■ **TASK GOAL**:
Please restate the data exactly, from the first line to the last.
# # # # # # #
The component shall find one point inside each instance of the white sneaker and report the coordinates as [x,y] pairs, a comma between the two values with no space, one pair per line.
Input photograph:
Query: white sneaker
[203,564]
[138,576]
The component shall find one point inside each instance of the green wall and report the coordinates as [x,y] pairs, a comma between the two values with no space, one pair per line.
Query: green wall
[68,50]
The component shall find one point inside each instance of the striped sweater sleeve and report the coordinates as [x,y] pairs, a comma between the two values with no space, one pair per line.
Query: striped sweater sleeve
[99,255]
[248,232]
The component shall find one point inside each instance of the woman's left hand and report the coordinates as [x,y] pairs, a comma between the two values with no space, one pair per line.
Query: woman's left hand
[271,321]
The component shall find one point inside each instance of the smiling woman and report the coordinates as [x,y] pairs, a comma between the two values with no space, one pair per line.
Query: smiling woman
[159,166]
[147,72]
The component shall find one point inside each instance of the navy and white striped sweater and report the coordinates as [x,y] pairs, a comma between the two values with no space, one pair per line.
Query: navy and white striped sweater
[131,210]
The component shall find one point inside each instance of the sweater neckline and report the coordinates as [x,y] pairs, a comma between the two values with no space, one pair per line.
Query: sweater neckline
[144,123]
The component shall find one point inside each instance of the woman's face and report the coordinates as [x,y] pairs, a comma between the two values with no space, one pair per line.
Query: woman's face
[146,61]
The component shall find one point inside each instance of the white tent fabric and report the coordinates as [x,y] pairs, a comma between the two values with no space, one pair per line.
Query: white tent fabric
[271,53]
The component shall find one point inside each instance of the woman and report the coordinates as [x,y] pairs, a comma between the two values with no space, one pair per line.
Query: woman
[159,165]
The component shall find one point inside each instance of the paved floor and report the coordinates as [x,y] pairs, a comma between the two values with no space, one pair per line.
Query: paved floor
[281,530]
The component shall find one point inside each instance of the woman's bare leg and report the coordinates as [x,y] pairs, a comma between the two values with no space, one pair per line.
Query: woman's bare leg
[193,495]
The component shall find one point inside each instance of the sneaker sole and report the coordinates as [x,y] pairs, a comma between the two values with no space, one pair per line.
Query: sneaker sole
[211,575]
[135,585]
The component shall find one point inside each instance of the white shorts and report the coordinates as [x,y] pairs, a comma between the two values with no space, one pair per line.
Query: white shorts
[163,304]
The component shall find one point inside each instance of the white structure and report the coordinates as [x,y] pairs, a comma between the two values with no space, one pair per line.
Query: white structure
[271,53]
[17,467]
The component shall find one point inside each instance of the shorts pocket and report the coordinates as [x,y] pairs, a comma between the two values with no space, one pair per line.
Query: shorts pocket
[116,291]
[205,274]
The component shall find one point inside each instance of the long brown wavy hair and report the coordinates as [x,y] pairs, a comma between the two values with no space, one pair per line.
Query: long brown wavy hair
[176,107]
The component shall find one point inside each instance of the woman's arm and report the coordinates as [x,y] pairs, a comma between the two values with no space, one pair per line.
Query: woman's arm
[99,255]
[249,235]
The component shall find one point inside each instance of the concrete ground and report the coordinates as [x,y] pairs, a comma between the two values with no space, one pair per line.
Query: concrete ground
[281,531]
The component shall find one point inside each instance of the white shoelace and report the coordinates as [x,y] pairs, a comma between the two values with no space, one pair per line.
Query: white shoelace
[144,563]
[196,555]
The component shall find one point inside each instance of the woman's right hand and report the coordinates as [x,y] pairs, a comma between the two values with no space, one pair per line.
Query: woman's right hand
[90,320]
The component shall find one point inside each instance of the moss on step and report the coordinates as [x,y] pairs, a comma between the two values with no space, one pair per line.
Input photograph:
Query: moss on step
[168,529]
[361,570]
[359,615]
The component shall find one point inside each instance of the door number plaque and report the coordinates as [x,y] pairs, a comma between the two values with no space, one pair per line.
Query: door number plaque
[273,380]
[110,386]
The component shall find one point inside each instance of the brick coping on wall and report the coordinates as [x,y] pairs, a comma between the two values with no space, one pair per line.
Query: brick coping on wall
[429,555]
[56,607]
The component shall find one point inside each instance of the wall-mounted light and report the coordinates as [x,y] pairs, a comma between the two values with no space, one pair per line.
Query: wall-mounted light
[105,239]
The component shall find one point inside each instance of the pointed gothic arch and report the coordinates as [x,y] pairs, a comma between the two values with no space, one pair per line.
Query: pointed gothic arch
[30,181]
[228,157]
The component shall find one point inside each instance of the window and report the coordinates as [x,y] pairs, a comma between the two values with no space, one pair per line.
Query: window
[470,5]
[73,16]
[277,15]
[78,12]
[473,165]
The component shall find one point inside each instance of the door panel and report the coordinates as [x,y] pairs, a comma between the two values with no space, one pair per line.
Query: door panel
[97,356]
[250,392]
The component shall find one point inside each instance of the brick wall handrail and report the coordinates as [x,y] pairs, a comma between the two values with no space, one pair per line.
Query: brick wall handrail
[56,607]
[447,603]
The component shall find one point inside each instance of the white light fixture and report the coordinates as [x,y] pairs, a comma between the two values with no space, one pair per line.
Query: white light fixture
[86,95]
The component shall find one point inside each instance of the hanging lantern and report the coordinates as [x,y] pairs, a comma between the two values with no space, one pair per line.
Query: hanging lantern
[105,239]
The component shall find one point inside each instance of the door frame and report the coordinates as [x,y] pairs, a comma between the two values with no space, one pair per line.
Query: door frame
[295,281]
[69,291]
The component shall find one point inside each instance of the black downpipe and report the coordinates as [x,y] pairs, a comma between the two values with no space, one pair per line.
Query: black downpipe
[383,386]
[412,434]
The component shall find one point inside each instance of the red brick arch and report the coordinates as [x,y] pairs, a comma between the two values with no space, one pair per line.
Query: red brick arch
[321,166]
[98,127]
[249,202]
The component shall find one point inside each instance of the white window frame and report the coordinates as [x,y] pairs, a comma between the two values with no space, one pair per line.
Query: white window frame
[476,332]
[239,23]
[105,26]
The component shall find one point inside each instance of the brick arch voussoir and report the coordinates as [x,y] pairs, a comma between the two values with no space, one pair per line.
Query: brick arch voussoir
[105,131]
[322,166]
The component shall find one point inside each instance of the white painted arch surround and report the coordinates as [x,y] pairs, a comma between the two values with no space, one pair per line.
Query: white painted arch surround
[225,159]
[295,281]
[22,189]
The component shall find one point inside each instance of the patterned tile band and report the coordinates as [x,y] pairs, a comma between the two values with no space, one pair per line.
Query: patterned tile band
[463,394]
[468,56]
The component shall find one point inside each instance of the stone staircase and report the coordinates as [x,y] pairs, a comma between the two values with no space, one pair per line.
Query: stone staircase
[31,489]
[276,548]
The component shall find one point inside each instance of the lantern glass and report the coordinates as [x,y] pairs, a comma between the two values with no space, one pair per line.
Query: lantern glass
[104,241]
# # # # # # #
■ **SOLUTION**:
The component shall find one point inside each instance of the white sneaker and report the coordinates as [x,y] pairs, a comma between the two values with no space, one pair per line.
Input photograph:
Query: white sneaker
[203,564]
[138,576]
The component shall find one point inside each instance of the green wall and report the coordinates as [x,y] pairs, a comma between the two values with no space, one pair per line.
Query: green wall
[68,50]
The component shall find one point inside each instance of the striped sweater sleeve and report the coordinates as [x,y] pairs, a comma between the two values with no space, one pair per line.
Query: striped sweater sleeve
[99,255]
[248,232]
The component shall find one point inside each instance of the woman's left hand and report the coordinates as [x,y] pairs, a comma between the two values with no space, one pair per line.
Query: woman's left hand
[271,321]
The component shall find one point inside each instance of the smiling woman and report the coordinates as [x,y] pairs, a comma between the two values with no space, one pair per line.
Query: smiling woman
[159,166]
[147,72]
The component shall find one point inside each instance of the navy and white striped sweater and report the coordinates as [x,y] pairs, a comma between the two values with no space, one pair per line.
Query: navy and white striped sweater
[131,210]
The component shall find one point inside each instance of the sweater neckline and report the coordinates as [x,y] pairs, a comma between the two values with no space, one pair per line.
Query: sweater neckline
[144,123]
The component shall find one point inside each instance of the woman's face and report the coordinates as [x,y] pairs, a comma between the two values with no space, one pair per line.
Query: woman's face
[146,61]
The component shall find one point inside each instance of the white tent fabric and report the coordinates as [x,y] pairs, a comma between the two values with no space, one pair per line.
Query: white tent fabric
[271,53]
The component shall find one point inside each instance of the woman and report the coordinates as [x,y] pairs, a comma between the two values with no space, one pair per line.
Query: woman
[159,165]
The component shall find one point inside each instance of the paved floor and report the coordinates as [x,y] pairs, a comma between the two values with no space, one pair per line.
Query: paved floor
[281,530]
The component shall find one point inside each instance of the woman's bare leg and report the coordinates as [x,y] pairs, a comma between the two values with no space, one pair per line.
Query: woman's bare leg
[193,495]
The component shall find one point inside each instance of the sneaker sole and report the coordinates as [x,y] pairs, a comma between the two values with no space, one pair per line.
Query: sneaker sole
[211,575]
[135,585]
The component shall find one point inside each instance of the white shorts and report the coordinates as [x,y] pairs, a comma between the two values with no space, one pair per line.
Query: white shorts
[163,304]
The component shall find one point inside each instance of the white structure and report the coordinates as [x,y] pairs, a comma between the two values with no space, one pair per line.
Query: white structure
[271,53]
[17,467]
The component shall find one point inside each instance of the shorts pocket and report the coordinates as [x,y] pairs, a comma between the two values with no space, one pair per line.
Query: shorts pocket
[116,291]
[205,274]
The component shall find one point inside each instance of the long brown wavy hair and report the coordinates as [x,y] pairs, a comma between the two values with no space, one pair per line.
Query: long brown wavy hair
[176,107]
The component shall find one point inside each instance of the woman's arm and report the coordinates as [x,y] pairs, a comma between the two values with no space, one pair per line.
Query: woman's arm
[99,255]
[249,235]
The component shall find one point inside each instance of the concrete ground and report the coordinates as [x,y] pairs, a comma between the two values with no space, one pair per line.
Query: concrete ground
[281,531]
The component shall find one point inside each instance of the white shoelace and report the coordinates as [x,y] pairs, a comma between the two values with no space, one pair per line.
Query: white shoelace
[144,563]
[196,555]
The component shall find one point inside each instance of the woman's right hand and report the coordinates as [x,y] pairs, a comma between the two values with no space, one pair per line.
Query: woman's right hand
[90,320]
The component shall find one point inside each instance of the moss on step and report the coordinates as [x,y] pairs, a comma between the two values with no space, one pair per line.
Input photograph:
Query: moss on step
[168,529]
[361,570]
[359,615]
The component shall find one point inside each instance of the door number plaque and report the coordinates as [x,y] pairs, a comma between the two values with no space, one pair per line.
Query: door number plaque
[273,380]
[110,386]
The component shall find one point inside each instance of the brick coping on wall and report the coordinates as [x,y] pairs, a comma between the two values with no space, one pair per line.
Query: brick coping on wall
[429,555]
[56,607]
The component shall find one point inside each instance of the wall-mounted light and report the coordinates as [x,y] pairs, a comma between the two values with no space, one pair per line.
Query: wall-mounted light
[105,239]
The component shall find one point inside each instance of the pointed gothic arch and report the coordinates as [x,y] pairs, a comma between the two values with no space, one pair per line.
Query: pointed gothic arch
[30,181]
[228,157]
The component shall find one point inside each instance of the window and report the coordinates as [x,y] pairs, a comma between the two values with no space, one pair per line.
Query: window
[470,5]
[73,16]
[277,15]
[78,12]
[473,165]
The component shall find one point inside each instance of the door panel and report the coordinates as [x,y] pairs, a comma between the two values with no space, one pair per line.
Query: door panel
[97,356]
[250,392]
The component shall find one point inside each instance of the brick wall handrail and report the coordinates as [x,y] pairs, a comma between the two values with no space, one pair per line.
Query: brick wall handrail
[56,607]
[447,603]
The component shall find one point inside each instance of the white light fixture and report the coordinates as [x,y] pairs, a comma between the two values with no space, one pair per line.
Query: white light fixture
[86,95]
The component shall find one point inside each instance of the hanging lantern and report the coordinates as [x,y] pairs, a comma between the two values with no space, one pair per line.
Query: hanging lantern
[105,239]
The component shall find one point inside each instance of the door frame and report the coordinates as [x,y] pairs, a comma between the two values with no space, one pair per line.
Query: door frame
[295,281]
[69,291]
The component shall find one point inside each instance of the black downpipe and report the coordinates as [x,y] pairs, a comma between the two values with no space, one pair per line.
Query: black downpipe
[383,386]
[412,434]
The component shall find one point inside each instance of the red brick arch and report the coordinates as [x,y] pairs, a comma between the two values with no space, one pair per line.
Query: red brick arch
[321,166]
[98,127]
[249,202]
The component shall find one point inside each instance of the white window frame and report the coordinates as [x,y] pairs, a comma between the two values with no space, one pair per line.
Query: white window frame
[476,332]
[239,23]
[105,26]
The component shall find one point inside each instance of the brick arch voussoir and report the coordinates as [x,y] pairs, a comma between the two values with no space, one pair per line.
Query: brick arch voussoir
[105,131]
[322,166]
The component shall find one point inside each instance of the white painted arch surround and report the coordinates as [x,y] pairs, a comma between the two values with no space, one pair per line.
Query: white painted arch surround
[225,159]
[295,281]
[22,189]
The component shall find one point inside each instance of the patterned tile band and report the coordinates as [x,y] pairs, a comma between the two values with no space, one pair per line.
Query: patterned tile band
[463,394]
[468,56]
The component shall find one point inside each instance of the stone staircase and report the coordinates as [x,y] pairs, a comma between the two values with no space, one pair per line.
Query: stone staircase
[31,489]
[276,548]
The component shall find one point inside each instance of the lantern glass and report the coordinates as [x,y] pairs, a comma between the two values with no space, one pair per line.
Query: lantern glass
[104,241]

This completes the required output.